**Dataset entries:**

____

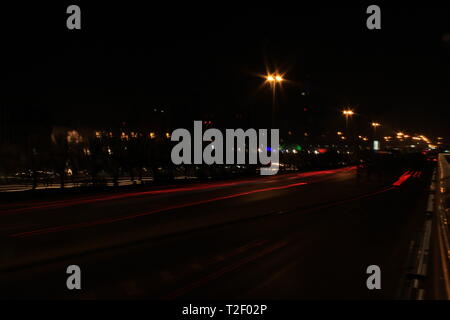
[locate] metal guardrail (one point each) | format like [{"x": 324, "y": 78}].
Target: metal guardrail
[{"x": 442, "y": 194}]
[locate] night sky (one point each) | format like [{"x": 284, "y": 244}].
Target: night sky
[{"x": 128, "y": 58}]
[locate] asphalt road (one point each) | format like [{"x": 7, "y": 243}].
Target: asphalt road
[{"x": 291, "y": 236}]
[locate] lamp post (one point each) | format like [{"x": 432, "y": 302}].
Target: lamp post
[
  {"x": 273, "y": 80},
  {"x": 375, "y": 125}
]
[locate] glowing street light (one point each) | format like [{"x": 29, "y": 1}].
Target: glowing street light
[
  {"x": 375, "y": 125},
  {"x": 274, "y": 78}
]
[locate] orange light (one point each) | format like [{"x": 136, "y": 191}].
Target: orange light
[{"x": 348, "y": 112}]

____

**Exercise:** Of the lines above, retype only those from the line containing "Target: metal guardrail" through the line containing "[locate] asphalt road", including both, exactly.

**Answer for the task:**
Target: metal guardrail
[{"x": 442, "y": 194}]
[locate] night sky (one point each) | format like [{"x": 284, "y": 244}].
Target: night sky
[{"x": 128, "y": 58}]
[locate] asphalt road (one point each) | format like [{"x": 7, "y": 243}].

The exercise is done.